Excerpted passage:
# Horses eating their own poo?



## Stacie_and_Jed (13 September 2009)

I had a conversation with a friend earlier who's horse hasnt been himself recently. Really lathargic and not looking full of life like he normall does.

She noticed that the other day when bringing him in he done a poo then turned around and started eating it! The only time i have seen this is in foals but ive never known why they do it?

Any ideas?


----------



## Paint it Lucky (13 September 2009)

I have known horses do it on competition yards where they are in most of the time with limited hay (a small net in morning and one at night).  So most of the day they have nothing to do, I think it is a combination of boredom and hunger.

Your case sounds a bit different!  Sometimes 'Coprophagia'-that's the posh name for poo eating, don't know if you look it up you mind find something usefull.  Butsometimes it is due to lack of nutrients so she may want to look at his diet especially as he's been under the weather.


----------



## Paint it Lucky (13 September 2009)

Just found this article which may be helpfull:

http://www.petplace.com/horses/coprophagia-in-horses/page1.aspx

PS: If a box comes up saying you have to register before reading it, just press 'close window' and then it lets you read it anyway.

Assigned task 1: In the forum thread on horses eating their own manure, what is the formal name given for poo eating?
Assigned task 2: Translate this sentence from the forum thread on horses eating their own manure into Spanish: "I have known horses do it on competition yards where they are in most of the time with limited hay (a small net in morning and one at night)."

Supplied data:
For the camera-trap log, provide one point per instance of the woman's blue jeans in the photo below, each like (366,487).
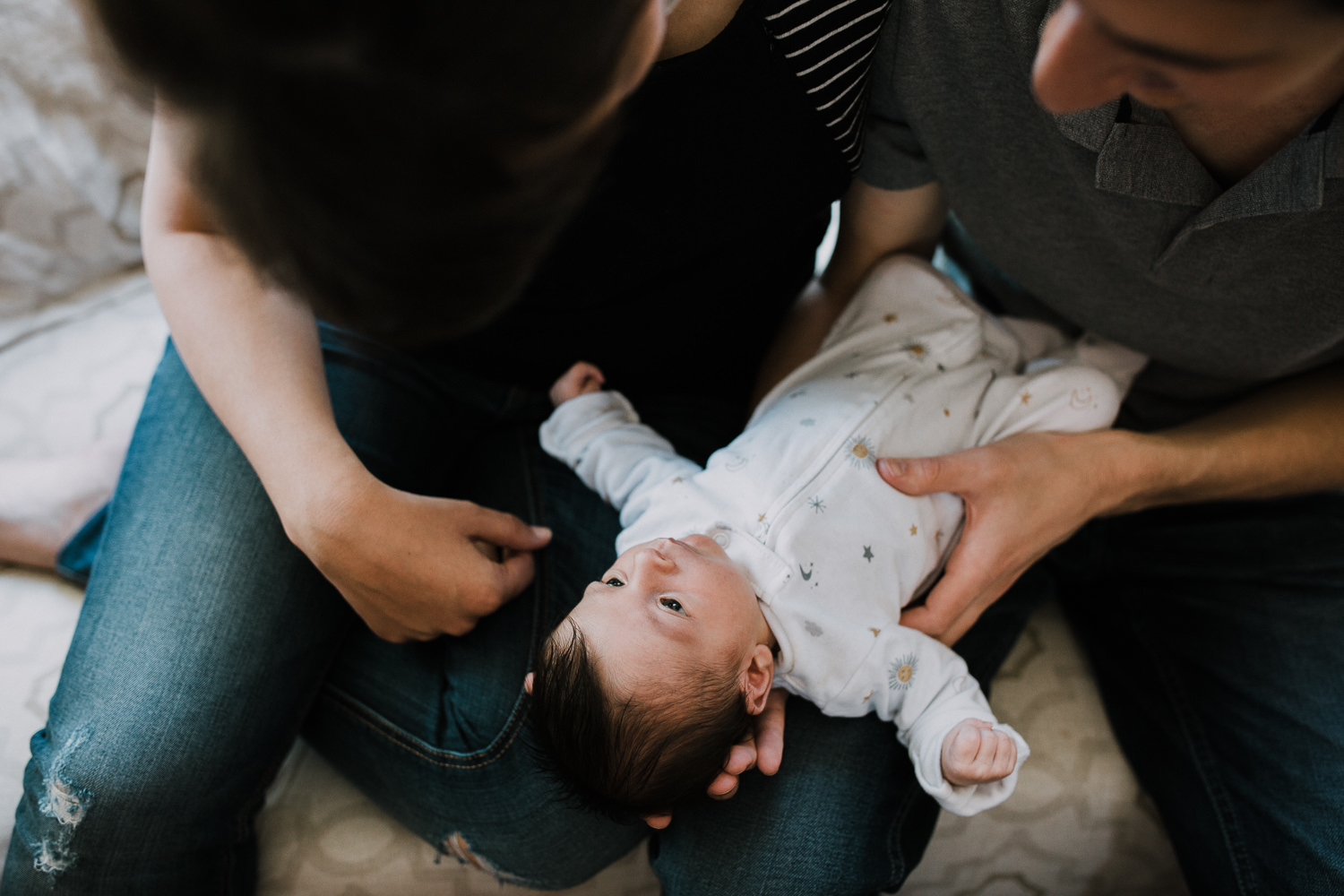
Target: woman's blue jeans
(207,642)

Output 1: Coprophagia.

Output 2: He sabido de caballos que lo hacen en cuadras de competición donde están dentro la mayor parte del tiempo con heno limitado (una red pequeña por la mañana y otra por la noche).